[Stored records]

▼

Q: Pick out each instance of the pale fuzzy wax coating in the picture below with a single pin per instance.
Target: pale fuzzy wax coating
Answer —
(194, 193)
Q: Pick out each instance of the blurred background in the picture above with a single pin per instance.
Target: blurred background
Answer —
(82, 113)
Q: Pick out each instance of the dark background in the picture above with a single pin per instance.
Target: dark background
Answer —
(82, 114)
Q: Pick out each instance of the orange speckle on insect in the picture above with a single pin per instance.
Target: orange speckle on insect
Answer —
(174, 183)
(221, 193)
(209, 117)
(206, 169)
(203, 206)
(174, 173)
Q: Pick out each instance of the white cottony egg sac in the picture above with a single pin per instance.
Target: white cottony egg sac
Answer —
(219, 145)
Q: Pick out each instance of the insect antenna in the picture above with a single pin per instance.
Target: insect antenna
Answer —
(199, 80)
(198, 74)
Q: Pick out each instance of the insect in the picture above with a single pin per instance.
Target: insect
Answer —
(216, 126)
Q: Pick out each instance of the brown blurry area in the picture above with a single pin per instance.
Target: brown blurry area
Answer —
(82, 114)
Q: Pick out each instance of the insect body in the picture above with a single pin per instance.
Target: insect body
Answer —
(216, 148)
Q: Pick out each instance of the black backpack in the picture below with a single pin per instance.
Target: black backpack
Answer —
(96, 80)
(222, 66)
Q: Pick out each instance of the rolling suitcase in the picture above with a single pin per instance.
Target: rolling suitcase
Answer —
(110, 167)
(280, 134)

▲

Across all lines of the data above, count those that contain the word "coating", giving the number without further comment.

2